§ Your task
Search the material below for the word "post". Copy every line where it is found.
[Start of section]
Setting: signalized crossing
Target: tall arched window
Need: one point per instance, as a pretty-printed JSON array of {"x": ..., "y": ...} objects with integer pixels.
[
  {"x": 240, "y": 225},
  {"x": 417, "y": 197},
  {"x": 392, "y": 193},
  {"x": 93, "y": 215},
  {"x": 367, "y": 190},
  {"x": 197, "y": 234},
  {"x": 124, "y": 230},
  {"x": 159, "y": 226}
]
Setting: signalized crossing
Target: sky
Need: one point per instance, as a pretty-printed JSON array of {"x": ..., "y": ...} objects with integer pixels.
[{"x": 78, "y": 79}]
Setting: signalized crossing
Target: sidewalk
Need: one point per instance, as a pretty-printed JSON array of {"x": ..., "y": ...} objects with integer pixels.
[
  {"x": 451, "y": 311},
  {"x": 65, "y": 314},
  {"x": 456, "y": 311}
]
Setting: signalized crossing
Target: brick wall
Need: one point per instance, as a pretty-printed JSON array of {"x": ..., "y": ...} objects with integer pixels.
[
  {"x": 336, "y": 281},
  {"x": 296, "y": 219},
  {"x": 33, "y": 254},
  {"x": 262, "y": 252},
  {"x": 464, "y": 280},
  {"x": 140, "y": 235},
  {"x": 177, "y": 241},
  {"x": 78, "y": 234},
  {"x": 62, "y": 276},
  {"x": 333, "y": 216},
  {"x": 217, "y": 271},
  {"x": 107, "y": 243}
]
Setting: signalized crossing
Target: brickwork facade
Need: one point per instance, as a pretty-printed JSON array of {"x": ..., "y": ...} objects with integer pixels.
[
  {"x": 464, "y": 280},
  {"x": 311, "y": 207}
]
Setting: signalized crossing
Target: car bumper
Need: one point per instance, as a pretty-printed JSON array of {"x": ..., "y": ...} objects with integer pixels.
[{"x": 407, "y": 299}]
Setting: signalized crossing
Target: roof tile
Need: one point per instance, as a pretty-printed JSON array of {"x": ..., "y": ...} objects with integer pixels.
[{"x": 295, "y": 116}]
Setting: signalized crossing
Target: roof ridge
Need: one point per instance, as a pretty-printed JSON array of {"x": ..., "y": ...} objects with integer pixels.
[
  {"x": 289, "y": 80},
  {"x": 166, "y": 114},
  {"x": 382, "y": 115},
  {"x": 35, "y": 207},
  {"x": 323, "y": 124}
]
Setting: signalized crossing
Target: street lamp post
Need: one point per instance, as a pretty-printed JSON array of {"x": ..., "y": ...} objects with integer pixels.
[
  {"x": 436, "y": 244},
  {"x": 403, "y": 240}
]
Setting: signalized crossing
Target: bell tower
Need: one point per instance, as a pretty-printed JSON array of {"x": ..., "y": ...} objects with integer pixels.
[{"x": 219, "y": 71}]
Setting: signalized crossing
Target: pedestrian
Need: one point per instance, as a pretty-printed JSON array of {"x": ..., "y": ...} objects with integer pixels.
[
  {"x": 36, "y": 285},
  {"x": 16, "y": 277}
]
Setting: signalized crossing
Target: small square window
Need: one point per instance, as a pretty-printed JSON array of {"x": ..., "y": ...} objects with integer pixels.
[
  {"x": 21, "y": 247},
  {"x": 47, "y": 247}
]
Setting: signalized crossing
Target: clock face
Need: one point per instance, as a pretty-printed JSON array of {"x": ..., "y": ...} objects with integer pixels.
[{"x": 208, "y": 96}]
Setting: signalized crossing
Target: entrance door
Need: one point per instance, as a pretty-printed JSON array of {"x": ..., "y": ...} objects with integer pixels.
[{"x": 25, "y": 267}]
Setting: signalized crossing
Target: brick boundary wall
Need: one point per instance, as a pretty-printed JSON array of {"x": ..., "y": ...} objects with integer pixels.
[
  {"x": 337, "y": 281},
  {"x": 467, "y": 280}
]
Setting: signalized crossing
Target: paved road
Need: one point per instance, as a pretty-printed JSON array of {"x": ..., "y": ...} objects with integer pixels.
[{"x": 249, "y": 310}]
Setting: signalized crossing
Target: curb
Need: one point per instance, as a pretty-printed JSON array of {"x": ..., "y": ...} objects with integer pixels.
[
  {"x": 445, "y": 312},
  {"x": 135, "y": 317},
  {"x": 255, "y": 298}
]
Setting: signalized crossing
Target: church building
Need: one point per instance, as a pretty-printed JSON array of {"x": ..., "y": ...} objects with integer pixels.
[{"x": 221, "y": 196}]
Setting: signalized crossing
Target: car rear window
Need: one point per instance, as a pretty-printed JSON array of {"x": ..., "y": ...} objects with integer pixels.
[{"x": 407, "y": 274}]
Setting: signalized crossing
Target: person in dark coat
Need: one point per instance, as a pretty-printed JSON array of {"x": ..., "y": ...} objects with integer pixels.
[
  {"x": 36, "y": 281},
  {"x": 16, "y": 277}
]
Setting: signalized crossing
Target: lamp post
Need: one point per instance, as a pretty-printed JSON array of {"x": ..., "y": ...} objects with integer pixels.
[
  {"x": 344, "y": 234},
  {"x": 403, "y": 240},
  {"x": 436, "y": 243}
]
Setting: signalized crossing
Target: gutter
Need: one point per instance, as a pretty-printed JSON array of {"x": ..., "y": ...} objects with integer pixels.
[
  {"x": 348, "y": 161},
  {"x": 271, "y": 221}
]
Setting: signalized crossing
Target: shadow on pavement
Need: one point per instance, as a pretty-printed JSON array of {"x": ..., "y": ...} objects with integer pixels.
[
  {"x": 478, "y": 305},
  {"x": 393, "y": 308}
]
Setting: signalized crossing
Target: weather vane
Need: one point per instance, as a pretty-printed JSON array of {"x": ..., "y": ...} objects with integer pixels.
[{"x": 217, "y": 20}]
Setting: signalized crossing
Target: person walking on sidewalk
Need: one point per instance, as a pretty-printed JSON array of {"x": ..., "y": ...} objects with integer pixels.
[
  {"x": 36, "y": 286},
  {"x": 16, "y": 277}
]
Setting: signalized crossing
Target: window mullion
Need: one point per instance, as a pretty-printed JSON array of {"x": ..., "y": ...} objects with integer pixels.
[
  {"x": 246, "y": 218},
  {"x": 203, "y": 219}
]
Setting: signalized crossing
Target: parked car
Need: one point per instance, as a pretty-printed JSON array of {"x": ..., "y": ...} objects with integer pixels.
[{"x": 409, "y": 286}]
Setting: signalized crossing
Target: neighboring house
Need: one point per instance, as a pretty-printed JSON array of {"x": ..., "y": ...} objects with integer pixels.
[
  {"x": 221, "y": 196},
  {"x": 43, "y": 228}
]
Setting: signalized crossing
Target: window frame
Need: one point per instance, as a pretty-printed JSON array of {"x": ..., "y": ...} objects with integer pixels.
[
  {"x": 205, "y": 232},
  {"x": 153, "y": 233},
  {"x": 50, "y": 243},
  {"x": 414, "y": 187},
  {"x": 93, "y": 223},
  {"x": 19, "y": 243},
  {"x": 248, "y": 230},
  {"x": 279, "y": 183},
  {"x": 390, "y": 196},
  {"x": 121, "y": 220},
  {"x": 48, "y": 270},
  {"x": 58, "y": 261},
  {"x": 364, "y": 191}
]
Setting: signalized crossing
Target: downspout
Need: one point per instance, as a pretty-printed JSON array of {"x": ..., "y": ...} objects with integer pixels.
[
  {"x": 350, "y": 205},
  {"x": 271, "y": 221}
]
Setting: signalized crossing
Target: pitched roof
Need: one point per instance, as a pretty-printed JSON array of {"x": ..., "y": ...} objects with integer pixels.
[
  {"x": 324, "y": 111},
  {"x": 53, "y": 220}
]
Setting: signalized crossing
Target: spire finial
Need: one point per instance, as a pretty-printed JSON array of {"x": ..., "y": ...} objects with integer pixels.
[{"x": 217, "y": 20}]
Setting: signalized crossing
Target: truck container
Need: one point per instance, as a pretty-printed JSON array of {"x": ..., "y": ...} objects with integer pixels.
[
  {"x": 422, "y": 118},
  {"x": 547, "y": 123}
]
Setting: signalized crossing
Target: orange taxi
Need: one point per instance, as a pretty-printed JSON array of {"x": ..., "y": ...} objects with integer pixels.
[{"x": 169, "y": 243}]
[End of section]
§ Solution below
Target: street lamp post
Target: lamp post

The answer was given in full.